— Start Records to process —
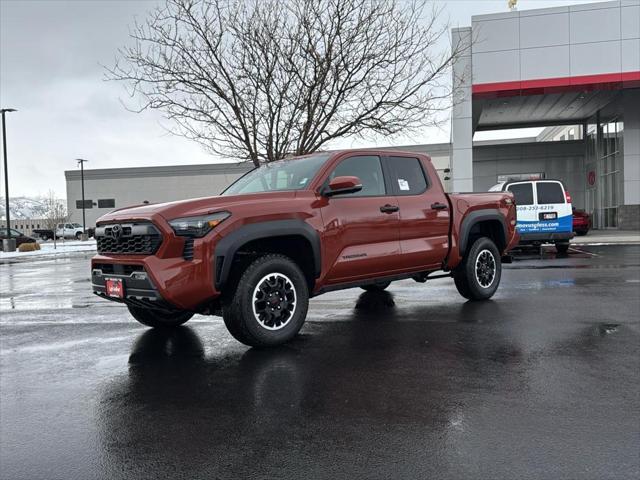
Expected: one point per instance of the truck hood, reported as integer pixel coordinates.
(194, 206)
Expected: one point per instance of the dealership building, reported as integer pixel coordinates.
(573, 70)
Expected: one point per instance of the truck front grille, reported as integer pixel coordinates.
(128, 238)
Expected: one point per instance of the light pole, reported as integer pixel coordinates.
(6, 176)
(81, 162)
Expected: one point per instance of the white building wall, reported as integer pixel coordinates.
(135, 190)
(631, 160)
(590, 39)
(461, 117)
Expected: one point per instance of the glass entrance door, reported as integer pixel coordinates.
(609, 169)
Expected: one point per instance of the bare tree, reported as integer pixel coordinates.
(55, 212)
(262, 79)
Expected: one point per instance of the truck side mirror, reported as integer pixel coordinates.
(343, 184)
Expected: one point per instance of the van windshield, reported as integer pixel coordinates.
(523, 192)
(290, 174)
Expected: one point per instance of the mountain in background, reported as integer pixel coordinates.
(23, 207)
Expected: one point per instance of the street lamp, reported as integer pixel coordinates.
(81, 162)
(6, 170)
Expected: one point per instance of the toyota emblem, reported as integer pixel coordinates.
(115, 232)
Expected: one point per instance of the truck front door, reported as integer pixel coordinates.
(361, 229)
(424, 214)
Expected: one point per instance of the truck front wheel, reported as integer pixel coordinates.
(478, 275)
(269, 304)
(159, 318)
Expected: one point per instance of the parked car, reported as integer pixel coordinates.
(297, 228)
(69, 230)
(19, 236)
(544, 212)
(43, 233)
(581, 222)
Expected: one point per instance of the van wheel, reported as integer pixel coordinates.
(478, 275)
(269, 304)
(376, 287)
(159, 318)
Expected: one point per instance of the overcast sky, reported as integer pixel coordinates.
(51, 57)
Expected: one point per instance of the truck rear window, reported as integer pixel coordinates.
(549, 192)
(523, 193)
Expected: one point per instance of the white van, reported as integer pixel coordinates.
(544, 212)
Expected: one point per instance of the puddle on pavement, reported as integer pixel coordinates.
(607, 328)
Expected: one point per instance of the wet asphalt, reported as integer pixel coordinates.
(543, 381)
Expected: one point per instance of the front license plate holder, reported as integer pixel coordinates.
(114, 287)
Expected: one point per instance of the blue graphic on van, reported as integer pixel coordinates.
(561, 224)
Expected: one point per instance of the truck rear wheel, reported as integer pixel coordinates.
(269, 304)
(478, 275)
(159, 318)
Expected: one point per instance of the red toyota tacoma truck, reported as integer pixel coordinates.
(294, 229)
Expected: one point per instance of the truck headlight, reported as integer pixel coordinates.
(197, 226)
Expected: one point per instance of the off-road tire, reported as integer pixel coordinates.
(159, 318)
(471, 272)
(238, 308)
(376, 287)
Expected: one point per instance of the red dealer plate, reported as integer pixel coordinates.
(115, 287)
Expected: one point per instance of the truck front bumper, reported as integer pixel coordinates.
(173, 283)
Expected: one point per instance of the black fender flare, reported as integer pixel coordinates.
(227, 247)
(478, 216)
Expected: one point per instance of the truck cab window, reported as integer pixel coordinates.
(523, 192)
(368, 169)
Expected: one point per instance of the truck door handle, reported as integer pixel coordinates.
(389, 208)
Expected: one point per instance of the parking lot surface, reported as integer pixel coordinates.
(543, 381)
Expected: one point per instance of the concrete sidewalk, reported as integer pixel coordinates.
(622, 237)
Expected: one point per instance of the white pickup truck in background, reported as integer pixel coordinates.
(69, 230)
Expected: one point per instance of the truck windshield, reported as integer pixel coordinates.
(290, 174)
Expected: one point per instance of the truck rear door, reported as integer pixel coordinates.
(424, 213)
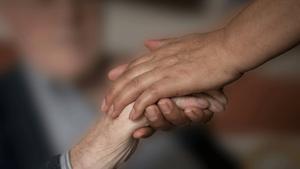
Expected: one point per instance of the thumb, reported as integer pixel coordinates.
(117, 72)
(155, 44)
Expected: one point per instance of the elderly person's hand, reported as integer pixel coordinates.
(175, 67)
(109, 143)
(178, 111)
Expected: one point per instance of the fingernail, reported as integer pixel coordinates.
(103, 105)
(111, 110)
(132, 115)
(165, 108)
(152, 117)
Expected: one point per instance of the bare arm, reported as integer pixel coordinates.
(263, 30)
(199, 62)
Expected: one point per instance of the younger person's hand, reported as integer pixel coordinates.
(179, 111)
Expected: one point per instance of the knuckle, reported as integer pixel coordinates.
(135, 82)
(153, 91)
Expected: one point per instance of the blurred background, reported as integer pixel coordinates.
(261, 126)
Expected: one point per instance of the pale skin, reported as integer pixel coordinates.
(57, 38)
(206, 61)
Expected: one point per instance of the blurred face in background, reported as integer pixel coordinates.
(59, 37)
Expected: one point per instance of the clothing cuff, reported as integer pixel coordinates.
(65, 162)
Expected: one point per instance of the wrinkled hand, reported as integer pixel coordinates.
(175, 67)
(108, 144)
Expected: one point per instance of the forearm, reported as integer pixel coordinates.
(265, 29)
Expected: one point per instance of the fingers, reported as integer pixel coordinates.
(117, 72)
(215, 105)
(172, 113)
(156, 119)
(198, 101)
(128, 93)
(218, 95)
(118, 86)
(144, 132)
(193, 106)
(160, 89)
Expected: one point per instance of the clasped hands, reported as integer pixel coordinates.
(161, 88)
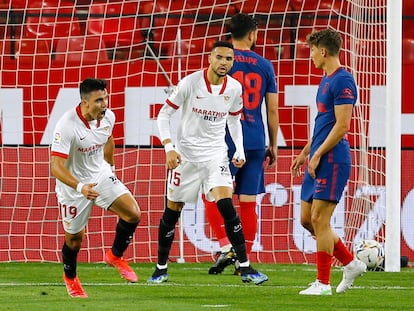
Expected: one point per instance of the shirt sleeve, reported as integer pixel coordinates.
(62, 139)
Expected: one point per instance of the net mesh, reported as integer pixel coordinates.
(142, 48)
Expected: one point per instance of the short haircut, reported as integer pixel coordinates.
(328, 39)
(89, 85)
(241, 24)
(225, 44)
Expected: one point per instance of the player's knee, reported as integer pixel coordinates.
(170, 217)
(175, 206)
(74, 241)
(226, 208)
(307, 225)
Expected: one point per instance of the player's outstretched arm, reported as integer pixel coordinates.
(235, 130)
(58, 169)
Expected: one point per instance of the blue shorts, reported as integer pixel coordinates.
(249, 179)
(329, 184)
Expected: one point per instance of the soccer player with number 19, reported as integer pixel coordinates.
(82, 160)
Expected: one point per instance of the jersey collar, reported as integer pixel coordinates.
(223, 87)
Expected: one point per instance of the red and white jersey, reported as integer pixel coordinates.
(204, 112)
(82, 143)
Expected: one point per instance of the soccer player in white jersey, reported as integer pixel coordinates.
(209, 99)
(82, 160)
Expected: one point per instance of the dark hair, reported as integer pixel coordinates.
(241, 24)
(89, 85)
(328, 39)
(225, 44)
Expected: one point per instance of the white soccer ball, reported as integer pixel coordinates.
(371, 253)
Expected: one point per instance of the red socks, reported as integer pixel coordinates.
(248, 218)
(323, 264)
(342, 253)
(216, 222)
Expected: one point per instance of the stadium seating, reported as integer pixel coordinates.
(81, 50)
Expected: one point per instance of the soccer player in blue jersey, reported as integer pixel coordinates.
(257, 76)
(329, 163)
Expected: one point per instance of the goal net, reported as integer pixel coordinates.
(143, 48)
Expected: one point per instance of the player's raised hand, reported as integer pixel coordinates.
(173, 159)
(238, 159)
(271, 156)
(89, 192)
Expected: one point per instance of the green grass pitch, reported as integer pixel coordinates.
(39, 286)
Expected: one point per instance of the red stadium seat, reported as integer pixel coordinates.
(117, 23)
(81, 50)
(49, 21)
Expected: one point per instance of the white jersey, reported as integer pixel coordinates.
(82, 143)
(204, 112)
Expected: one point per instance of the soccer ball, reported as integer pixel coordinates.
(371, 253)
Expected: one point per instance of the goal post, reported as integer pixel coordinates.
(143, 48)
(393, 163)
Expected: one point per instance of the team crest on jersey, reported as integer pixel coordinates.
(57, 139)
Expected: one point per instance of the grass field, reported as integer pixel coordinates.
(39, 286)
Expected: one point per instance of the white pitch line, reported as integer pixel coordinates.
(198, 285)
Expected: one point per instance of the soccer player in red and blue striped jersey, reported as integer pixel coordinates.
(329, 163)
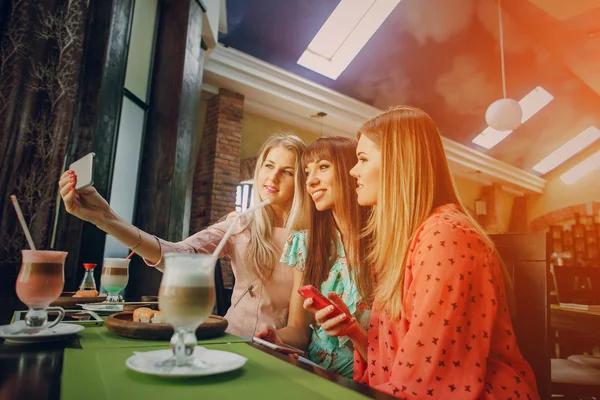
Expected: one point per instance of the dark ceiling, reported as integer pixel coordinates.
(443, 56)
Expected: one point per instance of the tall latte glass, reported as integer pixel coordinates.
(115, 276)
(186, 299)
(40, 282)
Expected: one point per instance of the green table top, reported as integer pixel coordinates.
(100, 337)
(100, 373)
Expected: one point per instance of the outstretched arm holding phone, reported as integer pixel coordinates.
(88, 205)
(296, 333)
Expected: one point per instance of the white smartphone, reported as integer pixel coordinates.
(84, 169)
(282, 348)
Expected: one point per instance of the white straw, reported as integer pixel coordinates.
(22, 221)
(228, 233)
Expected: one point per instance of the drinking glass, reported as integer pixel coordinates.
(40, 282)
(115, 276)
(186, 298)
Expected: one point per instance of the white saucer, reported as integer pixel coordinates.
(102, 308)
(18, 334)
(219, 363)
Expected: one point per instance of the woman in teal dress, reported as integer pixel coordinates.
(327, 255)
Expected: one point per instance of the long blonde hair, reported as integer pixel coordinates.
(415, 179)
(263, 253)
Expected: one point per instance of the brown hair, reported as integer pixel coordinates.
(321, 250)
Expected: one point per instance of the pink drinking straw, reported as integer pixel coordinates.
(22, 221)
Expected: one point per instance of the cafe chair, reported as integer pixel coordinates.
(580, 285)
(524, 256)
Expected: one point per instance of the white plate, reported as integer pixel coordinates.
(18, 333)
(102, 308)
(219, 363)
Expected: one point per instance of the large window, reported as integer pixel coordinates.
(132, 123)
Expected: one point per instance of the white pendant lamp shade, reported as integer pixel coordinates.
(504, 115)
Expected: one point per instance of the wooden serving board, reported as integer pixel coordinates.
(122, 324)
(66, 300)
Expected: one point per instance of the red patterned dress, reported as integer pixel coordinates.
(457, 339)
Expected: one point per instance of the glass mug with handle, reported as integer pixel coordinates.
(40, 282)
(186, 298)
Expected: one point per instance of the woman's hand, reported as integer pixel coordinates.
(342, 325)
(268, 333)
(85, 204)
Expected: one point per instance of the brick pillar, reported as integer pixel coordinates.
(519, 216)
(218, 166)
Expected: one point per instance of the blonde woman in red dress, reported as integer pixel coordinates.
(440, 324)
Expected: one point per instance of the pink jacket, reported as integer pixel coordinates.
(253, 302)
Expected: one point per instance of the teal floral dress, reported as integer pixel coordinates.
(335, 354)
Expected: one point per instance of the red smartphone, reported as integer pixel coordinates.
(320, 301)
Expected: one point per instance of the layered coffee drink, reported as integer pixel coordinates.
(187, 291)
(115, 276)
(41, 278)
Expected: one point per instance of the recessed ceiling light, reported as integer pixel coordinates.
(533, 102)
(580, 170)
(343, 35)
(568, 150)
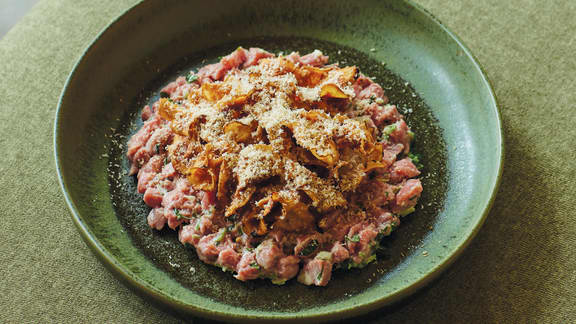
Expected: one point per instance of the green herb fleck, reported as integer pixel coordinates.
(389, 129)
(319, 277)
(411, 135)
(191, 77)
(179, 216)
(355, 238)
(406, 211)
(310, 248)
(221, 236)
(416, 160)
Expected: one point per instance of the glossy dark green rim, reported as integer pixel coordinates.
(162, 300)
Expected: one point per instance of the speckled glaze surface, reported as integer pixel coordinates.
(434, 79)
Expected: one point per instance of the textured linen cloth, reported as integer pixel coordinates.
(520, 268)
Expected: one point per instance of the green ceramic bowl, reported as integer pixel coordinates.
— End Records to process —
> _Your objective_
Reproduce verbatim everything from the line containing "Expected: one point per instance of the green herb" down to the end of the listing, both ends included.

> _The output_
Expected: one point per instance of the green herb fleck, reported as integer pixel coordinates.
(389, 129)
(319, 277)
(411, 135)
(191, 77)
(179, 216)
(355, 238)
(406, 211)
(310, 248)
(221, 236)
(416, 160)
Expected: one point per instance of the glossy dark green rim, reported as integer pixel coordinates.
(162, 300)
Expected: one point per instance of the speckled glaze surface, reported as integer pixel coordinates.
(434, 79)
Expected: one point per instance of the textured linen cloth, reported as integer pixel coordinates.
(520, 268)
Expected: one point per instance of the green ceramic bowl, reported as integer pixel coordinates.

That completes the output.